■ **과제 목표**
자료에서 "Reviewer note: confirm each instance of the dock"라는 문구가 있는 줄부터 "pixel 206 317"라는 문구가 있는 줄까지(두 줄 모두 포함) "Per instance"라는 표현을 "For each instance"라는 표현으로 바꾸고 나머지는 그대로 둔 채 다시 쓰세요. 그림 표시는 답에서 빼세요.

··········

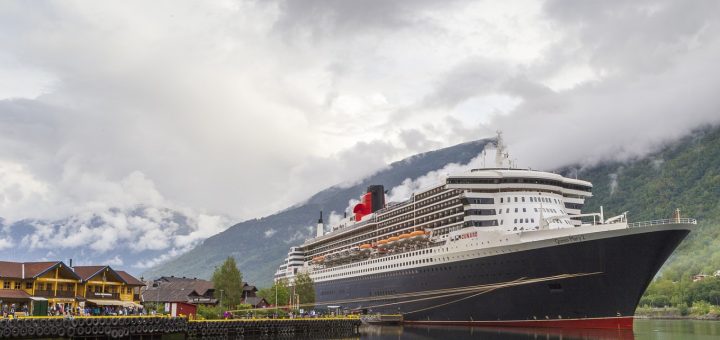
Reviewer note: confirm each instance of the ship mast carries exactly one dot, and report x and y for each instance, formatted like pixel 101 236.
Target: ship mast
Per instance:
pixel 500 154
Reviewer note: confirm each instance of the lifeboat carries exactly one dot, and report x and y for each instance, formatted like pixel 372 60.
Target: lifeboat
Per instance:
pixel 417 236
pixel 382 244
pixel 354 251
pixel 365 248
pixel 393 241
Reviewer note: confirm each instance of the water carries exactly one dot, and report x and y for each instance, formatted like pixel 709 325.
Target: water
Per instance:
pixel 644 329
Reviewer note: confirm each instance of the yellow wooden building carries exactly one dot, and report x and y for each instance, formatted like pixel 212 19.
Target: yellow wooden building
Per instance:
pixel 104 286
pixel 66 286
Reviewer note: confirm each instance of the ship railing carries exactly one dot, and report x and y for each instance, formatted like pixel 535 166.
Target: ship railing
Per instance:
pixel 664 221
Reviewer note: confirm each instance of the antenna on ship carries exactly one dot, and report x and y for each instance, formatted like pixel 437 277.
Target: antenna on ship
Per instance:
pixel 500 153
pixel 320 226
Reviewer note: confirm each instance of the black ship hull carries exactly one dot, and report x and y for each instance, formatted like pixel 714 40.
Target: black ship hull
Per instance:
pixel 589 284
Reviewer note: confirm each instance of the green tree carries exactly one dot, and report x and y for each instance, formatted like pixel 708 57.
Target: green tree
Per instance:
pixel 228 279
pixel 305 288
pixel 279 289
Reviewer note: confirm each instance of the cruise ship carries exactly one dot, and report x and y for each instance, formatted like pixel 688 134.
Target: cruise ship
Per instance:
pixel 492 247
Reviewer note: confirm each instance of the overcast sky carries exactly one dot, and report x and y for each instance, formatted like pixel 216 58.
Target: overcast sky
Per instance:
pixel 242 108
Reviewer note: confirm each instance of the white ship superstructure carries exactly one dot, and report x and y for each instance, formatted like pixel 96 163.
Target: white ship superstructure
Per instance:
pixel 511 244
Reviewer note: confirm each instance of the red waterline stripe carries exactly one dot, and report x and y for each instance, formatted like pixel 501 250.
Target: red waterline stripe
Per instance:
pixel 625 322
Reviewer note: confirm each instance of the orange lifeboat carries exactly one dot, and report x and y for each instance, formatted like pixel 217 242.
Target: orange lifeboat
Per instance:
pixel 382 244
pixel 393 241
pixel 417 235
pixel 365 248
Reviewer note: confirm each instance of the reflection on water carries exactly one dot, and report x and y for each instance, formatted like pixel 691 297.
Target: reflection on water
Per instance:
pixel 460 333
pixel 644 329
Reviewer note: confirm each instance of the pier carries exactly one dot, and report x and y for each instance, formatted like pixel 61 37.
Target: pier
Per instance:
pixel 154 327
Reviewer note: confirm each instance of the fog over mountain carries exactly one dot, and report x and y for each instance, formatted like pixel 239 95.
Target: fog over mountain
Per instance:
pixel 232 110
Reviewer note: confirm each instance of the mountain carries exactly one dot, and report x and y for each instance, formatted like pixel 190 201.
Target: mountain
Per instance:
pixel 260 245
pixel 683 174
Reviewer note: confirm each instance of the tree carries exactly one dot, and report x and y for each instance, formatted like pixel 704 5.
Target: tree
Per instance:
pixel 283 293
pixel 305 288
pixel 227 280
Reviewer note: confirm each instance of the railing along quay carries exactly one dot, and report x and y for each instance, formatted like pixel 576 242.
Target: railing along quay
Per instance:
pixel 150 327
pixel 665 221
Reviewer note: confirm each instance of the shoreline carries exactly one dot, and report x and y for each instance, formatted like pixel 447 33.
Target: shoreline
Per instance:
pixel 678 317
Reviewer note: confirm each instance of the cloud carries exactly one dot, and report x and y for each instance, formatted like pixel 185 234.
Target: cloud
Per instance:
pixel 409 186
pixel 115 261
pixel 244 108
pixel 5 243
pixel 270 232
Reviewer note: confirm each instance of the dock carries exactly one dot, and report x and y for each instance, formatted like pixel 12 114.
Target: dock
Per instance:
pixel 154 327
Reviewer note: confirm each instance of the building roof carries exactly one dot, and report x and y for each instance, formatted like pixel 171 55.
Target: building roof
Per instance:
pixel 254 301
pixel 87 272
pixel 172 289
pixel 13 294
pixel 129 279
pixel 248 287
pixel 24 270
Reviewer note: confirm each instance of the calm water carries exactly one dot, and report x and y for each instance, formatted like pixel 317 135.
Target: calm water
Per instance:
pixel 644 329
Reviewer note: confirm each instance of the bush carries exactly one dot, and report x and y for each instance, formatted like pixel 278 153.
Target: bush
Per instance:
pixel 701 308
pixel 209 313
pixel 683 309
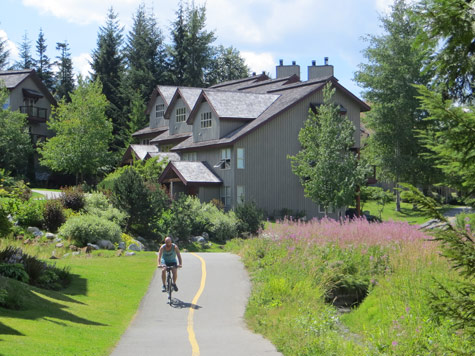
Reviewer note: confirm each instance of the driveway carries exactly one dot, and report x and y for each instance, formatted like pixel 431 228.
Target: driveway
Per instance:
pixel 206 317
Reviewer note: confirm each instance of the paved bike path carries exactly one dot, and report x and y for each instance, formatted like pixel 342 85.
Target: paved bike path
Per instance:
pixel 160 329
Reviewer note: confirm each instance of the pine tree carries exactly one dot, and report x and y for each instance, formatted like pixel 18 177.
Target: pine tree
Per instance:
pixel 4 54
pixel 108 66
pixel 64 77
pixel 42 65
pixel 26 60
pixel 177 50
pixel 198 47
pixel 394 66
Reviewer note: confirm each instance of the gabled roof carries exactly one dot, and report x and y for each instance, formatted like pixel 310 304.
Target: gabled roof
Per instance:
pixel 234 84
pixel 189 96
pixel 167 138
pixel 234 105
pixel 165 91
pixel 190 173
pixel 147 131
pixel 13 78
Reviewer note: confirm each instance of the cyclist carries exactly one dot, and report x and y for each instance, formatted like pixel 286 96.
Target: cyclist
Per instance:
pixel 167 256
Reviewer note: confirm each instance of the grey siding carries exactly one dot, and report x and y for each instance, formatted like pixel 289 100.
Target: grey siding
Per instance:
pixel 178 127
pixel 154 121
pixel 227 126
pixel 208 133
pixel 268 178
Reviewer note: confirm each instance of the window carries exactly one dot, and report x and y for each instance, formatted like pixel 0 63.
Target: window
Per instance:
pixel 205 120
pixel 189 156
pixel 225 162
pixel 240 194
pixel 226 196
pixel 159 110
pixel 240 158
pixel 180 114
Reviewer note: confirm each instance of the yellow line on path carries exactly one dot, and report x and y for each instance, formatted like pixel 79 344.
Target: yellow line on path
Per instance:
pixel 191 333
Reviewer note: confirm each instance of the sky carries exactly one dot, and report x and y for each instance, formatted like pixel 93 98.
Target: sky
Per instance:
pixel 264 31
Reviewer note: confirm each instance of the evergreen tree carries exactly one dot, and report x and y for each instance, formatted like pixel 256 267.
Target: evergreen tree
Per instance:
pixel 42 65
pixel 145 54
pixel 108 66
pixel 177 50
pixel 198 47
pixel 227 64
pixel 26 60
pixel 449 31
pixel 327 168
pixel 394 66
pixel 4 54
pixel 64 78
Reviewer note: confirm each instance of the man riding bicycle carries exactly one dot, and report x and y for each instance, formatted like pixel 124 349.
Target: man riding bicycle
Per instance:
pixel 167 256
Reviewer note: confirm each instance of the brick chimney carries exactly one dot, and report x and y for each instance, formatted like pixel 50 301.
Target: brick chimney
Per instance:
pixel 287 70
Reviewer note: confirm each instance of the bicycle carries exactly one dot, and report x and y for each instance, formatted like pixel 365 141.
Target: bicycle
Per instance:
pixel 169 282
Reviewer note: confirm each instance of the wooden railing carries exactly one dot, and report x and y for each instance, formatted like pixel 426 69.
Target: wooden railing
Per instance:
pixel 34 113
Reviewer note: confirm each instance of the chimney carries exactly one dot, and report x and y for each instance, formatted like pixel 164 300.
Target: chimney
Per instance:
pixel 287 70
pixel 323 71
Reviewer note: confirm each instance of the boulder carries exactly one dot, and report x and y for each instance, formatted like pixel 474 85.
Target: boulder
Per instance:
pixel 135 247
pixel 106 244
pixel 50 236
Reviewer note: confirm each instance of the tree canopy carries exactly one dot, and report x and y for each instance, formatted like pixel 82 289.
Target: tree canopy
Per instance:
pixel 327 168
pixel 83 133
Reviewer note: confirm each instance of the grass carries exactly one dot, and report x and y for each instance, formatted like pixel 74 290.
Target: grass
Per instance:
pixel 407 213
pixel 88 317
pixel 294 265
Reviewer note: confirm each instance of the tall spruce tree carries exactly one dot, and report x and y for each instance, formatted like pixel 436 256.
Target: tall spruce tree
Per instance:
pixel 26 60
pixel 64 78
pixel 199 50
pixel 394 65
pixel 177 50
pixel 108 66
pixel 227 64
pixel 43 65
pixel 4 54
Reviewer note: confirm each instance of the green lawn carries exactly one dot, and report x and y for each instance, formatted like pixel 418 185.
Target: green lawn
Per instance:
pixel 88 317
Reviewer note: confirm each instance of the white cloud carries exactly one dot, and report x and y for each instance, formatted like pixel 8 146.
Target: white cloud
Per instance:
pixel 81 64
pixel 11 46
pixel 259 62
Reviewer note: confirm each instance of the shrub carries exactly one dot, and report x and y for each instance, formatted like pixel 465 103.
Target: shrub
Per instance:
pixel 14 271
pixel 250 218
pixel 85 229
pixel 30 213
pixel 98 204
pixel 72 198
pixel 53 215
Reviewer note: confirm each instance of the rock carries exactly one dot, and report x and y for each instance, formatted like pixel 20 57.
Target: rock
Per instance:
pixel 93 246
pixel 134 247
pixel 106 244
pixel 33 230
pixel 50 236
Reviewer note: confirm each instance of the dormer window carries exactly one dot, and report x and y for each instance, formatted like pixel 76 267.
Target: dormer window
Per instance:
pixel 180 114
pixel 225 162
pixel 159 110
pixel 205 120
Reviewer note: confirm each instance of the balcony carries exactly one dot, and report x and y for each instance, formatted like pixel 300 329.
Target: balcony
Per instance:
pixel 35 114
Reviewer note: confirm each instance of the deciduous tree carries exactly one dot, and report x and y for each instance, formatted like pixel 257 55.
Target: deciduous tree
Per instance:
pixel 83 133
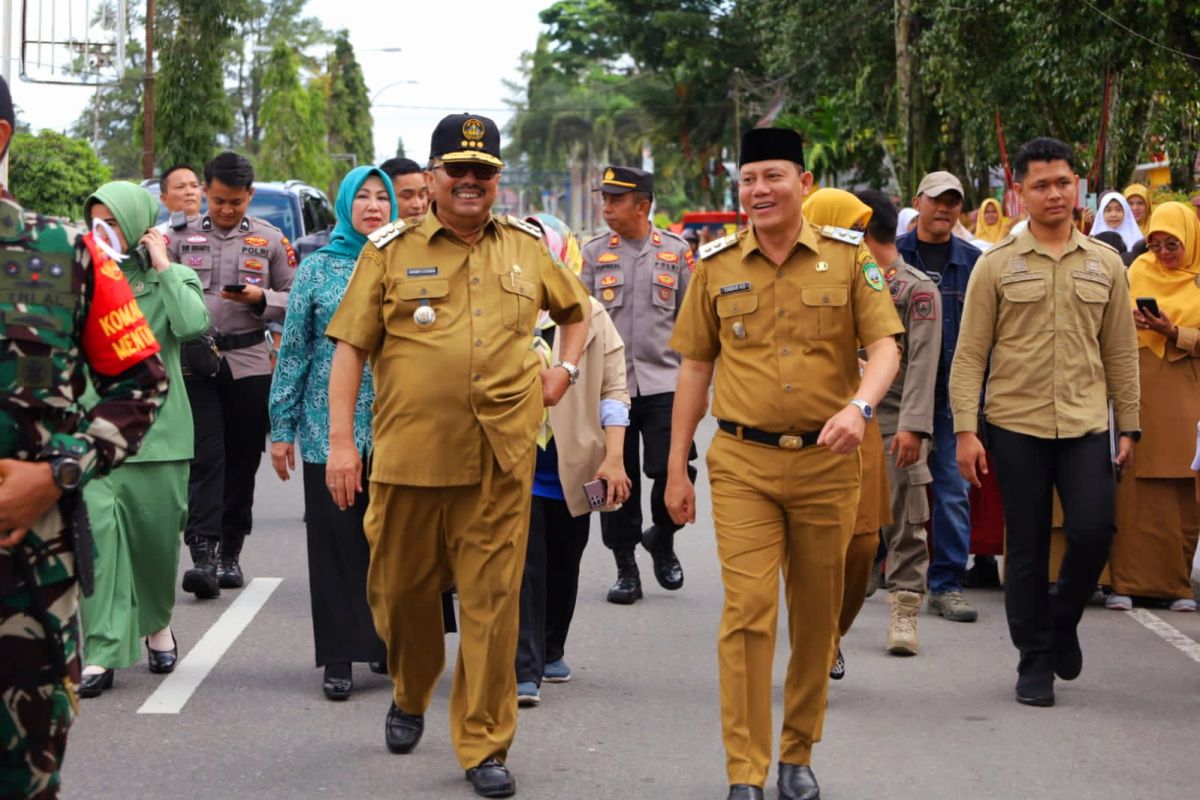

··········

■ **작성 답변**
Reviewer note: confirm each instance of the dock carries exactly one dot, and report x and y for each instance, formatted like pixel 12 114.
Target: dock
For each instance:
pixel 154 327
Reviewer note: confirm each instance of the building roof carries exactly one dot, and report x and y for each instance, formatted like pixel 171 55.
Target: building roof
For each instance:
pixel 254 301
pixel 87 272
pixel 172 289
pixel 13 294
pixel 129 279
pixel 248 287
pixel 24 270
Reviewer note: confirm each instance of the calm water carries exactly one dot, and report x and y for each instance, formatted like pixel 317 135.
Target: calm water
For each instance:
pixel 644 329
Reviewer note: confirm each instance of the bush carries exactly one dot, and report x and y for each instance, formatted like pixel 278 153.
Target: bush
For each instance:
pixel 701 308
pixel 209 313
pixel 683 309
Reviewer note: confirm each instance of the driveway carries exactly one dot, and report x and y for each instance, formatted like pixel 431 228.
Target: driveway
For each instance:
pixel 206 317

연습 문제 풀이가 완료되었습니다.